(ACTIVITY):
In this exercise, each record below is to be written out again exactly.

**** DATA TO USE

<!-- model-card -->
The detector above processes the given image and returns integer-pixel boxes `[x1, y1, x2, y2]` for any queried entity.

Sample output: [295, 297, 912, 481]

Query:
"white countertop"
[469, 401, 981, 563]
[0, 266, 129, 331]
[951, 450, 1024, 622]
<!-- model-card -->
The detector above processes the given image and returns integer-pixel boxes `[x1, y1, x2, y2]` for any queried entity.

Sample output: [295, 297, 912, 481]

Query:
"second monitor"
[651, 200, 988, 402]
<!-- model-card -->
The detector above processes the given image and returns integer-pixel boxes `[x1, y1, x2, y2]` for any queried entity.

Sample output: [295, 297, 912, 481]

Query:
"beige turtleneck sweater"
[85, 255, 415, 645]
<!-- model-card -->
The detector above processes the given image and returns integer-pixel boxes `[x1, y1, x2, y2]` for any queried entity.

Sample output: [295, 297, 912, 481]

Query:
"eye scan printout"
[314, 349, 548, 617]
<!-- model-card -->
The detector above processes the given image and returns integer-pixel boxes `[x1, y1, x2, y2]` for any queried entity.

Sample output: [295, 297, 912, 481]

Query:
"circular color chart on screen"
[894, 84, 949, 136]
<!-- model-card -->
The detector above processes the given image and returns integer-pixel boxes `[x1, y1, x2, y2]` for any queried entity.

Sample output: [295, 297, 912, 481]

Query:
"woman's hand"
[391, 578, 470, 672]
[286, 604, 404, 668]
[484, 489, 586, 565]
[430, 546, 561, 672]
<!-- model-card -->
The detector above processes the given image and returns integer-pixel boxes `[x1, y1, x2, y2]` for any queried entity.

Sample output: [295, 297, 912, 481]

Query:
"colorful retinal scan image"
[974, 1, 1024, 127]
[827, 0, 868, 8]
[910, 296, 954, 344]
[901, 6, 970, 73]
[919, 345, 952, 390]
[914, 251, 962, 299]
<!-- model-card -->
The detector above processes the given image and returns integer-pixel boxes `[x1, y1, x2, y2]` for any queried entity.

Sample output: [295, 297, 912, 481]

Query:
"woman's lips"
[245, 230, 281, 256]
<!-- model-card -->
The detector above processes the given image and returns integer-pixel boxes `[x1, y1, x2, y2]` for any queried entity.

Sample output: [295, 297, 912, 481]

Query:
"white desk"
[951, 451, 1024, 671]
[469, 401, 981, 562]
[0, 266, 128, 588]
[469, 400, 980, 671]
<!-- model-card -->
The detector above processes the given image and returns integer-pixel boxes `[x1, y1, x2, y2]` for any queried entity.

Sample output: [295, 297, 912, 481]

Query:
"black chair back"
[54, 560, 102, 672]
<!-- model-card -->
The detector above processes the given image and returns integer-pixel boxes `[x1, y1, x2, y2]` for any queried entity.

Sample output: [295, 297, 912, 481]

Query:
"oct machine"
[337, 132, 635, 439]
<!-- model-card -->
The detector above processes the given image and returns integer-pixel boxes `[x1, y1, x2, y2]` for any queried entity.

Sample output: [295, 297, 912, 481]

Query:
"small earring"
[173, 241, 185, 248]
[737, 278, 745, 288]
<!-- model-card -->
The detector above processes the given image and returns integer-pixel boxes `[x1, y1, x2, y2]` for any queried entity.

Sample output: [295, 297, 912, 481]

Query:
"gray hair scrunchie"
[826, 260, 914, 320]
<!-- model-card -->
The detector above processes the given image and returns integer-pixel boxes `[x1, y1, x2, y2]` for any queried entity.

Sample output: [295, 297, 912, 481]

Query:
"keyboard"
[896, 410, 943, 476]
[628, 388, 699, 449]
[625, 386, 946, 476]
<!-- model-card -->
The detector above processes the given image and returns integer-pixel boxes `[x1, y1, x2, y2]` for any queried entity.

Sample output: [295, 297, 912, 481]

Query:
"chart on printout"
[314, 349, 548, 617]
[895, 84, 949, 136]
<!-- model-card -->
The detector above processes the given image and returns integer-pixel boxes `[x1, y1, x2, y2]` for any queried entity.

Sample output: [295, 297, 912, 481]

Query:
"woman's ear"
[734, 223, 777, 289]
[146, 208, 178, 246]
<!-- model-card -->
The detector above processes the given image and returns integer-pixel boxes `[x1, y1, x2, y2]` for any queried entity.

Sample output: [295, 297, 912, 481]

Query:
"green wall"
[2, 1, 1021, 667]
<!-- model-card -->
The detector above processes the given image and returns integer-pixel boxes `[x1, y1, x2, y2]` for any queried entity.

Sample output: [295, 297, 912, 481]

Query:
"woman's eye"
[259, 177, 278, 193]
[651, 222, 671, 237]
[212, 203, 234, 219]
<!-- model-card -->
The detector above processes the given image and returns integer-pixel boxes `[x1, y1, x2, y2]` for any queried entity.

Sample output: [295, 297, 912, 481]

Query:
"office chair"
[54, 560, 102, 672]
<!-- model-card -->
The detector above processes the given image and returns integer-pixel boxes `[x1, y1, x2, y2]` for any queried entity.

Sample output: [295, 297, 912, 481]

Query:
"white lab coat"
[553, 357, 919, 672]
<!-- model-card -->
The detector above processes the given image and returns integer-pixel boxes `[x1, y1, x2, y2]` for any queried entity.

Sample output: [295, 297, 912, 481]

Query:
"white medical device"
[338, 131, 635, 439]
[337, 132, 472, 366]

********

(RESPONSE TO THIS TASK):
<!-- model-card -->
The detector above processes the given image and returns integer-pixel boxes `[x1, y1, x2, y2]` for any queried entity.

Sample output: [295, 297, 912, 481]

Query:
"white countertop"
[469, 401, 981, 563]
[0, 266, 129, 331]
[951, 450, 1024, 622]
<!-- model-card -->
The detector above processes the given image and returns integer-pixel boxes `[x1, y1, x2, y2]` for any queried entity.

Sample output: [295, 297, 912, 481]

Query:
"second monitor"
[651, 200, 988, 402]
<!-- model-card -->
The detector above processes the given image and returns integer-pixel boxes `[x1, y1, x2, y2]` for any queried entity.

Sample output: [295, 297, 912, 481]

Query:
"beige turtleneck sweater"
[85, 255, 415, 645]
<!-- model-card -->
The detector above processes the given image and returns integer-pixel boxes `[x1, y1, x2, y2]` for any queried entity.

Sample output: [295, 297, 912, 481]

Query:
"eye scan printout"
[314, 349, 548, 617]
<!-- model-card -->
The detector above processes the given image and returns integer-pixel boxes `[x1, y1, x2, y2]` for any queried entity.

Sample output: [295, 297, 912, 481]

Query:
"circular color chart on screen"
[894, 84, 949, 136]
<!-- model-card -->
The detector above processes the given image and returns integer-pixel boxes `[x1, y1, x2, y2]` for any queried entity.

Sample output: [295, 297, 912, 481]

Query:
"woman's hand"
[391, 578, 470, 672]
[286, 604, 404, 668]
[484, 489, 586, 565]
[430, 546, 561, 672]
<!-- model-card -->
The detector above processes the given image and returns integer-pixel boxes `[x1, y1, x2, y2]` for any queried entity.

Sample output: [295, 297, 912, 481]

Query:
"colorful retinal scan image"
[974, 1, 1024, 127]
[827, 0, 868, 8]
[910, 296, 954, 344]
[901, 6, 970, 73]
[919, 345, 952, 390]
[914, 251, 962, 299]
<!-- model-card -->
The detector above processes the given image and returns integer-pixel boxes `[x1, y1, x2, y2]` for any queried entity.

Sample output: [295, 297, 912, 481]

Query:
"woman's lips"
[245, 230, 281, 256]
<!-- model-card -->
The detector above processes the given image and returns integer-pixel boxes `[x1, y1, x2, y2]` for any queried entity.

Sample output: [295, 297, 912, 481]

Query:
"white desk"
[951, 451, 1024, 671]
[469, 401, 981, 562]
[0, 266, 128, 588]
[469, 400, 980, 671]
<!-- model-card -->
The detector above processes the given image and returns integer-pixel boxes `[x1, y1, x2, y2]` for any queried entity.

Sample output: [295, 297, 912, 481]

Query:
"black chair back"
[54, 560, 102, 672]
<!-- model-card -->
The detector above processes the given image and returns integer-pixel boxes `[x1, y1, x2, y2]` for any queried entity.

Sample output: [295, 297, 912, 481]

Query:
"oct machine"
[337, 132, 635, 439]
<!-- model-card -->
The detector above processes the given image and returns integer-pixel boxes `[x1, y1, x2, y2]` for any queried entity.

Sample output: [295, 297, 912, 481]

Query:
"small earring"
[173, 241, 185, 248]
[737, 278, 745, 288]
<!-- model-card -->
The detector above processes the given image and returns integer-pixel boxes `[x1, y1, x2, y2]` for any queried entity.

Sample output: [295, 297, 912, 481]

Query:
"gray hair scrunchie"
[826, 260, 914, 320]
<!-- model-card -->
The detector above processes the given image and returns integer-pixel boxes `[x1, y1, x2, y2]` for any queried entity.

Sample output: [295, 297, 912, 481]

Query:
"keyboard"
[896, 410, 943, 476]
[628, 388, 699, 449]
[625, 386, 946, 476]
<!-- model-card -->
The detector above processes the given image and returns integer-pixel boxes `[x1, y1, x2, y2]` for any queried entity.

Sample output: [295, 297, 912, 481]

Query:
"chart on printout"
[314, 349, 548, 617]
[895, 84, 949, 136]
<!-- model-card -->
The detector above processes the given image and returns integer-pixel boxes `[x1, y1, x2, y2]` for any queried entity.

Sample output: [295, 297, 912, 481]

Query:
"woman's ear"
[734, 223, 777, 289]
[146, 208, 178, 246]
<!-- model-card -->
The detector above processes the given image and returns integer-pixel boxes `[x1, y1, x2, y2]` for any queried entity.

Sample output: [295, 297, 912, 481]

Query:
"green wall"
[2, 1, 1021, 667]
<!-- model-card -->
The detector above processes the given image and returns integer-pixel boxes `[x1, y1, x2, y2]` for any queried entity.

Sample output: [295, 297, 912, 481]

Query:
"woman's eye"
[259, 177, 278, 193]
[651, 222, 671, 237]
[212, 203, 234, 219]
<!-- model-card -->
The detector above processes the given image and returns integer-pixel boxes `[x1, y1, x2, y2]` for any queried entity.

Sample output: [295, 297, 912, 481]

Query:
"office chair"
[54, 560, 102, 672]
<!-- model-card -->
The detector above processes the given image and returns integer-pixel boxes `[x1, y1, x2, y2]` for any queried entity.

Sample output: [295, 297, 912, 481]

Query:
"white lab coat"
[553, 357, 919, 672]
<!-- model-card -->
The detector above processes the given image and returns integer-pixel boxes `[x1, y1, x2, y2]` for any queried entity.

Sample output: [295, 297, 912, 481]

Query:
"white medical device"
[338, 131, 635, 439]
[337, 132, 472, 366]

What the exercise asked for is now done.